◆ Do this
Return the items below word for word, from their first line through the line that contains "x=164 y=418", including that line. Leave the pictures out.

★ ★ ★

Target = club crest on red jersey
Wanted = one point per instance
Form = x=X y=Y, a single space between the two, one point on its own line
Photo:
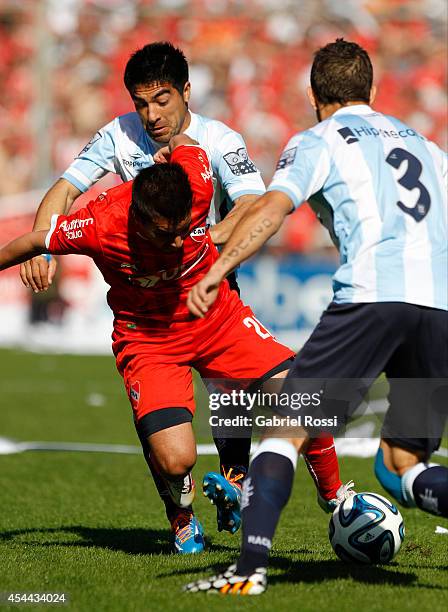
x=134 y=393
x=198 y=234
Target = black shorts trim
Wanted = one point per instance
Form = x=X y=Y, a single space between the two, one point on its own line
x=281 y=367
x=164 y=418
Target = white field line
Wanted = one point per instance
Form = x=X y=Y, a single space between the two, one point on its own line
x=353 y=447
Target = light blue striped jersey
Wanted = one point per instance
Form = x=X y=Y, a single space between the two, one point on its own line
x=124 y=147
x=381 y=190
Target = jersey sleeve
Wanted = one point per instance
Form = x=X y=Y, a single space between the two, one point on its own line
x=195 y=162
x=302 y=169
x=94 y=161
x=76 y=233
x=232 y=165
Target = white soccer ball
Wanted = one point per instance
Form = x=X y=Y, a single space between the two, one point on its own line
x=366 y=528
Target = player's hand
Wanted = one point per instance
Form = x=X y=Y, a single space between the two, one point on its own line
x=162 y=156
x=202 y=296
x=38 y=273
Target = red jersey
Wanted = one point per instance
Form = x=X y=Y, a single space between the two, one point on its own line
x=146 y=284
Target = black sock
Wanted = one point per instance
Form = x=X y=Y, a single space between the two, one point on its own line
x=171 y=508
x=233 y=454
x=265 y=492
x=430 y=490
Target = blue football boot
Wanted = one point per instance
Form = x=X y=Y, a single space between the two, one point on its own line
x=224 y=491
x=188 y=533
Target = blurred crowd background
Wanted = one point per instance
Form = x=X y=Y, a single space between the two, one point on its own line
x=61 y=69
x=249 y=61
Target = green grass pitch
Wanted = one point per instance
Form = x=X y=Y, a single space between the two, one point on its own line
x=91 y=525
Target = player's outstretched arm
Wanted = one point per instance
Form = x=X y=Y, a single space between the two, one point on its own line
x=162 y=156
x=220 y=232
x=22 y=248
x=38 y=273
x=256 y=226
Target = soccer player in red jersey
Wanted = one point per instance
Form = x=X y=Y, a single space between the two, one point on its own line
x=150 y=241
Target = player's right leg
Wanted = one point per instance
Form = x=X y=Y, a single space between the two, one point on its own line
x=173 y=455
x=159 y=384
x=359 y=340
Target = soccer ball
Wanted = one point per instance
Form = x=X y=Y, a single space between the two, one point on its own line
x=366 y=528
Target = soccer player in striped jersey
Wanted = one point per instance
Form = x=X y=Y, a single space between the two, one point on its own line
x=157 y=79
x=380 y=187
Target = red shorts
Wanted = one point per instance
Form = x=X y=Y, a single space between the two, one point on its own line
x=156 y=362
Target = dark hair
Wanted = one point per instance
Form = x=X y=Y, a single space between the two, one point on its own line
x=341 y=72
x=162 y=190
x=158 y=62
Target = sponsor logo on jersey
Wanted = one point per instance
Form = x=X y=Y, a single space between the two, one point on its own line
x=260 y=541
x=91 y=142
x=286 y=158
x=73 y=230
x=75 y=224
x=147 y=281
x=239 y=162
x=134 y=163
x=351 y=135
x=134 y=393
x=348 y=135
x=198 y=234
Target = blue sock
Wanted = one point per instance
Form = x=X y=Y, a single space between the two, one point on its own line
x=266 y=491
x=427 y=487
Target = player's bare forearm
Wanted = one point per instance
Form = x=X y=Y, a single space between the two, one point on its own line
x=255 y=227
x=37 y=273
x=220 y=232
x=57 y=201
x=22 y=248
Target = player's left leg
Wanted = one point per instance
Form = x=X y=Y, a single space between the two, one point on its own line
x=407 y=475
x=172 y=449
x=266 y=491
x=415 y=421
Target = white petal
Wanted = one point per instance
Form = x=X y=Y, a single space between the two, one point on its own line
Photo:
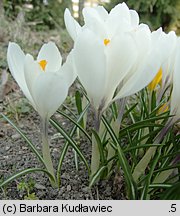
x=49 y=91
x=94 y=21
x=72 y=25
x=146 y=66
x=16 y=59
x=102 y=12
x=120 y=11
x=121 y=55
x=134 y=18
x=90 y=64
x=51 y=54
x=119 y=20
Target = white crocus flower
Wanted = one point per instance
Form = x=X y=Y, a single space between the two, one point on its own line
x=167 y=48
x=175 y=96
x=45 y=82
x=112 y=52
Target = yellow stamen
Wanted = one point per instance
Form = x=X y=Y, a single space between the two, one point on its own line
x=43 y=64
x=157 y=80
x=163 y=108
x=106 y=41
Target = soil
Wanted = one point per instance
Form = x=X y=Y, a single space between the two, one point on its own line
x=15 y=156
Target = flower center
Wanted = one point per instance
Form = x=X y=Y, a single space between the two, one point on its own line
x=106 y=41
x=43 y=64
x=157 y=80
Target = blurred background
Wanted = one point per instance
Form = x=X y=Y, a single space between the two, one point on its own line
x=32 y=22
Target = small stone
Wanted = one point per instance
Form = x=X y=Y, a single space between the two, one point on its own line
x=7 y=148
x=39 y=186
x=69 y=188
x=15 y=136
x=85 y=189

★ ★ ★

◆ Solution for this task
Target = club crest on red jersey
Wanted = one point per instance
Form = x=X y=Y, a single space between the two, one point on its own line
Photo:
x=134 y=393
x=198 y=234
Target = black shorts trim
Wanted = one point per instance
Form = x=X y=Y, a single space between the two, one point on its own line
x=281 y=367
x=164 y=418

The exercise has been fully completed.